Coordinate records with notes
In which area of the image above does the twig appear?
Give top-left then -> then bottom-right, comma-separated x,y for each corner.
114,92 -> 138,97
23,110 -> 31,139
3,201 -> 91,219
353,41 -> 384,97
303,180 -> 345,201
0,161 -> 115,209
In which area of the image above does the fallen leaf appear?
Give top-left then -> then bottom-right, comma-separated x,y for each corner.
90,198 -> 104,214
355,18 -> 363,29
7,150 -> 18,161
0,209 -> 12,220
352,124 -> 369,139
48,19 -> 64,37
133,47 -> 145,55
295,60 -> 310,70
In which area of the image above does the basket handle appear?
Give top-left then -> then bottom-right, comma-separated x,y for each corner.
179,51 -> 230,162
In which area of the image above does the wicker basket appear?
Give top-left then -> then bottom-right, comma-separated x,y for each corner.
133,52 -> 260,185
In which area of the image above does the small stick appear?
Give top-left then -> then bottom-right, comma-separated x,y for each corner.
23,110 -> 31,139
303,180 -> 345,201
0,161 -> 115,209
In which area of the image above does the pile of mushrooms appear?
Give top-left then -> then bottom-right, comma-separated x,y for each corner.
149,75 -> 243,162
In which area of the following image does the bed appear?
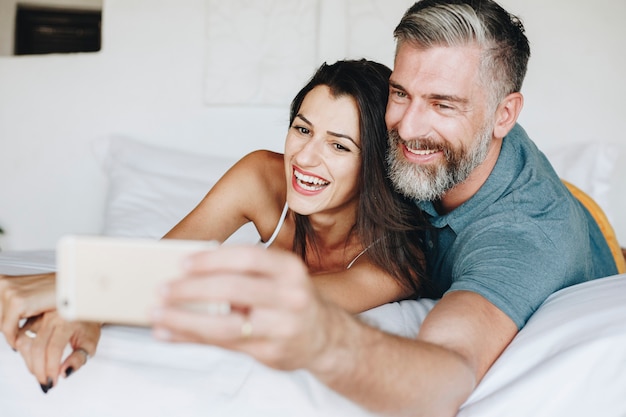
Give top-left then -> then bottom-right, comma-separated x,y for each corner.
0,137 -> 626,417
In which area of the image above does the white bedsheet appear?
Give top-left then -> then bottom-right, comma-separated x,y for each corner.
0,252 -> 626,417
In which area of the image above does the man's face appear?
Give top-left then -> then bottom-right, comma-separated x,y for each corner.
385,43 -> 493,200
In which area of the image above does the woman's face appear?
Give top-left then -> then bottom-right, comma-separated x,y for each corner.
285,85 -> 361,215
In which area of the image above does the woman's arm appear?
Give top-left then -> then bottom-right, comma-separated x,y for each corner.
164,151 -> 285,242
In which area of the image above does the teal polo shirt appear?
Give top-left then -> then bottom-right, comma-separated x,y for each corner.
417,125 -> 617,329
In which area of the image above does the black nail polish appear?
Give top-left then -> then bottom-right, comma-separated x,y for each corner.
39,378 -> 54,394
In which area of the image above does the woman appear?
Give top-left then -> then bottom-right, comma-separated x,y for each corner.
165,60 -> 423,312
0,60 -> 424,392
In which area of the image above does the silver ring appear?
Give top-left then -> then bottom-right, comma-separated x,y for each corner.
241,317 -> 252,339
74,348 -> 90,363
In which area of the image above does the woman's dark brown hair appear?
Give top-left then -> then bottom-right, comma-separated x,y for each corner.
289,59 -> 427,295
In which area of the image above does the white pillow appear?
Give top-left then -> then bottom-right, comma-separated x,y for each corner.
95,137 -> 258,243
544,143 -> 619,219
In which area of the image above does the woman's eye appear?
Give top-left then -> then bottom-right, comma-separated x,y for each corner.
293,126 -> 311,135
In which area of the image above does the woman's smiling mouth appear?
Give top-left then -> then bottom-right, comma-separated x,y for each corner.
293,169 -> 330,191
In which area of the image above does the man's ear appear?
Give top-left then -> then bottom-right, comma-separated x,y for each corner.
493,93 -> 524,138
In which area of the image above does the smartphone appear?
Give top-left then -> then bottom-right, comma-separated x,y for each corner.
56,235 -> 218,326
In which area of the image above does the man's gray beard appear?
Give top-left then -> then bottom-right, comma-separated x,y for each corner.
387,123 -> 493,201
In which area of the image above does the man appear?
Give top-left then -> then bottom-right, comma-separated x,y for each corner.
149,0 -> 616,416
1,0 -> 616,416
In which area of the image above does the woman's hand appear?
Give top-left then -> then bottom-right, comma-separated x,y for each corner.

## Request
Pull every line of the records out word for word, leaving the pictures out.

## Response to the exercise
In which area of the image above does the twig appear?
Give top-left then -> then bottom-right, comma-separated x,y for each corner.
114,92 -> 138,97
23,110 -> 31,139
3,201 -> 91,219
353,41 -> 384,97
303,180 -> 345,201
0,161 -> 115,209
In which area of the image above does the fallen leaf appear?
Give top-left then -> then bottom-right, comma-separated x,y for each corner.
90,198 -> 104,214
355,18 -> 363,29
7,150 -> 18,161
0,209 -> 12,220
352,124 -> 369,139
48,19 -> 64,37
133,47 -> 145,55
295,60 -> 310,70
In which area of the image above does the basket handle appear?
Give top-left then -> then bottom-right, comma-separated x,y for each corner.
179,51 -> 230,162
In which area of the image above does the wicker basket appear?
Give top-left then -> then bottom-right, comma-separated x,y for each corner.
133,52 -> 260,185
In which area of the image above does the small stick appear?
Give top-left then -> then bottom-right, comma-separated x,y for each corner.
23,110 -> 31,139
303,180 -> 345,201
0,161 -> 115,209
In which area of the image above does the pile of mushrooms appear?
Give top-left then -> then bottom-right, comma-separated x,y for each corner.
149,75 -> 243,162
In which area of the following image does the bed appear?
Give top-left then -> then bottom-right, comma-separated x,y for each corner.
0,137 -> 626,417
In which area of the image above does the white bedsheet appear?
Give top-left then -> then bottom-right, comma-separated x,y for each corner.
0,252 -> 626,417
In which area of the image above does the man's face appear?
Give top-left then -> then bottom-right, comma-separated x,y for each corner.
385,43 -> 493,200
In which area of the image above does the woman's face appear?
Give top-left then -> then bottom-right, comma-separated x,y for each corner.
285,85 -> 361,215
In which area of the image above does the woman's arm appear?
Give top-left then -> then bottom-right, comma-separated x,y for each corner.
164,151 -> 285,242
In which area of the image above does the teal polo shirt appear?
Give top-left then -> then bottom-right, comma-separated x,y for each corner.
417,125 -> 617,329
In which area of the image above does the black nail polish appear?
Give top-left then -> then bottom-right, comma-separated x,y for each corner.
39,378 -> 54,394
In which area of the image above does the woman appear?
Give top-left then -> then bottom-right, comma-separated x,y for each corner.
165,60 -> 423,312
0,60 -> 424,392
In which area of the image above does the silver ring appear?
Give top-left then -> then bottom-right, comma-separated x,y for each corner.
241,317 -> 252,339
74,348 -> 90,363
In which area of the image above does the woman's dark brown hair appear?
Give top-left then -> then bottom-right, comma-separated x,y for each corner.
289,59 -> 427,295
In which area of the image above does the white pillow appear?
Give top-left then -> then bottom-right, comma-separated x,y for each corner.
95,137 -> 258,243
544,143 -> 619,219
In which area of the image above does the woman's eye appear?
Give top-left then -> then bottom-right, comma-separated x,y for each corner.
293,126 -> 311,135
In which area of the image above does the woman's smiling mouth appear?
Give top-left then -> then bottom-right, comma-separated x,y for each corner.
293,169 -> 330,191
In which area of the image above does the man's ear appear?
Give top-left then -> then bottom-right, comma-separated x,y for each corner.
493,93 -> 524,138
In which area of the image above does the smartphone appear?
Give top-left then -> then bottom-right, comma-separated x,y for each corner.
56,235 -> 218,326
In which area of the image above does the man's gray beard appear?
Give top-left then -> then bottom-right, comma-separated x,y for each corner.
387,123 -> 493,201
In which area of the image above does the man appear?
Give top-left then -> then bottom-right, comma-separated x,y for each corner.
149,0 -> 616,416
1,0 -> 616,416
In which area of the image above does the woman's hand appear?
Give top-left then -> then bottom-right, comma-separated x,y for each corner.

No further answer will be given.